* **READING PASSAGE**

By Pipit Prahoro
SOLO, Indonesia (Reuters) - Indonesia's ethnic Chinese communities, repressed and persecuted for many years, are enjoying a cultural revival even in the heart of the predominantly Muslim island of Java.
The royal city of Solo, in central Java, suffered some of the worst anti-Chinese attacks during the 1997-98 crisis, when shops and businesses owned by ethnic Chinese were smashed and looted, and many Chinese Indonesians were killed, raped or injured.
The crisis eventually led to the ousting of Suharto, the long-ruling autocratic president who now, at 86, lies critically ill in hospital. His New Order regime was instrumental in suppressing Chinese culture.
But in the decade since Suharto was forced from power, the Chinese Indonesians have experienced greater cultural freedom.
"Nowadays we feel very happy. We can perform lion dances and conserve it (our culture). Not like in the past, in the New Order era we couldn't do it," Adjie Chandra, who heads a lion dance group in Solo, told Reuters.
And despite their suffering under Suharto, many of the ethnic Chinese are praying for his recovery, he said.
"No matter what he has done and what his sins, the important thing is our existence. We pray for his recovery," Adjie added.

* **PROBLEM TO WORK ON**
Continue the news article on the cultural revival of Indonesia's ethnic Chinese communities, starting after its last sentence. The data that follows is not needed for this task.

* **DATA LISTING**
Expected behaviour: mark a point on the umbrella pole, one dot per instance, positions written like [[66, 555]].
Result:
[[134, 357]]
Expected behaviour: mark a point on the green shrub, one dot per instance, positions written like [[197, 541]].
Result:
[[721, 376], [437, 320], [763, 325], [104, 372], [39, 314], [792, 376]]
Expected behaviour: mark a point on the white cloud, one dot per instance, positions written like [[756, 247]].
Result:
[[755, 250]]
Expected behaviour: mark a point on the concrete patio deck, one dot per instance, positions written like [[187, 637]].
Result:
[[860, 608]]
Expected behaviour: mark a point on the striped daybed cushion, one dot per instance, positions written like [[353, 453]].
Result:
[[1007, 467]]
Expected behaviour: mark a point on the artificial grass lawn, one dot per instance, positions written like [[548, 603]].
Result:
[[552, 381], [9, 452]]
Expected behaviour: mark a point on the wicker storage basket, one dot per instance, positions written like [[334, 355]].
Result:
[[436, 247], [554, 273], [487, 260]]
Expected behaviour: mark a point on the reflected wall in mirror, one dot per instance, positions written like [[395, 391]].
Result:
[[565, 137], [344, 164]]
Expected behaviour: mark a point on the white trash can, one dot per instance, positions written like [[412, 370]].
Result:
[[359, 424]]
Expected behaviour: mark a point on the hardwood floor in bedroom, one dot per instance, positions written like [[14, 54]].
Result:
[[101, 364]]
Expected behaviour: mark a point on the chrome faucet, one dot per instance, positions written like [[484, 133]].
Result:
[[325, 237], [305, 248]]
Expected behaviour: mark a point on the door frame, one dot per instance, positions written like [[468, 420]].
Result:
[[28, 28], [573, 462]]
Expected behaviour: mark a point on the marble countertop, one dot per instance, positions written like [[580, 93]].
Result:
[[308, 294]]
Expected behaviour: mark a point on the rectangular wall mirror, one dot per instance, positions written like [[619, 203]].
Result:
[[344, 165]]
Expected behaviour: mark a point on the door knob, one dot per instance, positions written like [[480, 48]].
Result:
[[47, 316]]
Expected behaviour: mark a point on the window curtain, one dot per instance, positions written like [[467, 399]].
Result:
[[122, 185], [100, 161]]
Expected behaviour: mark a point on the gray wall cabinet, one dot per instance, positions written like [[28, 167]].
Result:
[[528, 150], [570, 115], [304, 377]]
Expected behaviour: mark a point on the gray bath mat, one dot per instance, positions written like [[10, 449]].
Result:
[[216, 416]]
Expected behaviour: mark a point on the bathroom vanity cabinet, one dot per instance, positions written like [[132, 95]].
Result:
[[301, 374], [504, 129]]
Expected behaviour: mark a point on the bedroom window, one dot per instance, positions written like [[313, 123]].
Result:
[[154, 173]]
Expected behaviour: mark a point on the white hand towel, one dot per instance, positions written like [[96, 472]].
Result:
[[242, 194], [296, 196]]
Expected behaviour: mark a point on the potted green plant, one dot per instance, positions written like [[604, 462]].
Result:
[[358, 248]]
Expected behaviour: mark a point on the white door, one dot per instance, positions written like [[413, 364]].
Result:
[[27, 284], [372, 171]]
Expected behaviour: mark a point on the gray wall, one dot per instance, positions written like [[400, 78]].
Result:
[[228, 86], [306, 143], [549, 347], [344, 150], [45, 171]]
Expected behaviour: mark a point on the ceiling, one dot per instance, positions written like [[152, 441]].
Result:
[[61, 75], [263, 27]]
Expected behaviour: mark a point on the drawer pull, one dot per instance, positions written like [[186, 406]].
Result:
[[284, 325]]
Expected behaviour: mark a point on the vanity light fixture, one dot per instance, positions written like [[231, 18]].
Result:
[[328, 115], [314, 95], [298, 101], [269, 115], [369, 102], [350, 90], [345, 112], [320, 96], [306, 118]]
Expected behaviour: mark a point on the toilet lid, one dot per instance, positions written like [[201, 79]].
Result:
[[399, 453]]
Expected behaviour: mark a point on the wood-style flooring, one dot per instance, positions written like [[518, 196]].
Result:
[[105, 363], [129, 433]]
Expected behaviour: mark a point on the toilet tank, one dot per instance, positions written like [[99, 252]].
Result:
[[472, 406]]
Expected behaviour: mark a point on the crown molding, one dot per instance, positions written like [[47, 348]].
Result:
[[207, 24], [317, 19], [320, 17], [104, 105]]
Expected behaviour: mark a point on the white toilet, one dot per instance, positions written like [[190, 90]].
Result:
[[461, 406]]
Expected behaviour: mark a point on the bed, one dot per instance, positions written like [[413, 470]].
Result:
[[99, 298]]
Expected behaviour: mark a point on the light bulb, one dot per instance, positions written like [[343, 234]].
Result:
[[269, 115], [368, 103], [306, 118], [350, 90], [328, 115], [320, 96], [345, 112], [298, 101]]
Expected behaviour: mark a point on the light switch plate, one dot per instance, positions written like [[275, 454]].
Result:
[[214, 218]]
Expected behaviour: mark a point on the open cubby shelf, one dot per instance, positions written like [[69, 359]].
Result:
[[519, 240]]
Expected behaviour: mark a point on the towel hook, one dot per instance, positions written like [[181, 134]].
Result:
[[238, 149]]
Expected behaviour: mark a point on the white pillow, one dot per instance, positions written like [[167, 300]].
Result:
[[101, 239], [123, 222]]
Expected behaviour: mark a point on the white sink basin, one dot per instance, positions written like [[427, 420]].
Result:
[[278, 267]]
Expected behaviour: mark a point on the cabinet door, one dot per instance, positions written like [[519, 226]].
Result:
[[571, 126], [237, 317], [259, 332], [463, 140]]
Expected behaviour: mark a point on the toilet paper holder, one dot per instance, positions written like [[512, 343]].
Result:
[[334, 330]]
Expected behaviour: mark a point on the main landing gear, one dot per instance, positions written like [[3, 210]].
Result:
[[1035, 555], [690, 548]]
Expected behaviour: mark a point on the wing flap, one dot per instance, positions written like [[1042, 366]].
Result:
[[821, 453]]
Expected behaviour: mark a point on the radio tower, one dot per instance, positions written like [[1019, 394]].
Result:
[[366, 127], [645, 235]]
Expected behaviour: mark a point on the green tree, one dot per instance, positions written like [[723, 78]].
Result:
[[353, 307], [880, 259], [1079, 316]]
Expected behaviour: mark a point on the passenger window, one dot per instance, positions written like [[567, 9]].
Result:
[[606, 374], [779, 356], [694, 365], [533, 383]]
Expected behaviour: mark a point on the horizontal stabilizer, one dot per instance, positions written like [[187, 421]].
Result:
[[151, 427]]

* **EXPECTED OUTPUT**
ANTI-COMMUNIST PURGE
Suharto rose to power after leading the military in 1965 to put down what was officially called an attempted communist coup.
Whether that was true, and Suharto's role in the events remains controversial, it was followed by an anti-communist purge in which as many as 500,000 people were killed.
At the time, Indonesia had the biggest communist party in the world outside of China.
For decades after Suharto crushed the supposedly Beijing-backed coup, his government suppressed or strongly discouraged many aspects of Chinese culture, including the use of the Chinese language or names.
Celebration of Chinese New Year was banned. It was even forbidden to bring books or documents with Chinese characters into the country.
But as elsewhere in Asia, the ethnic Chinese played an important role in the economy.
As traders and business people, they accounted for a disproportionate share of the economy, and Suharto himself had plenty of wealthy Chinese businessmen in his inner circle.
"The only thing we could do was business. We did not have freedom of speech" in the past, said Sumartono Hadinoto, an ethnic Chinese in Solo's Ketandan neighborhood.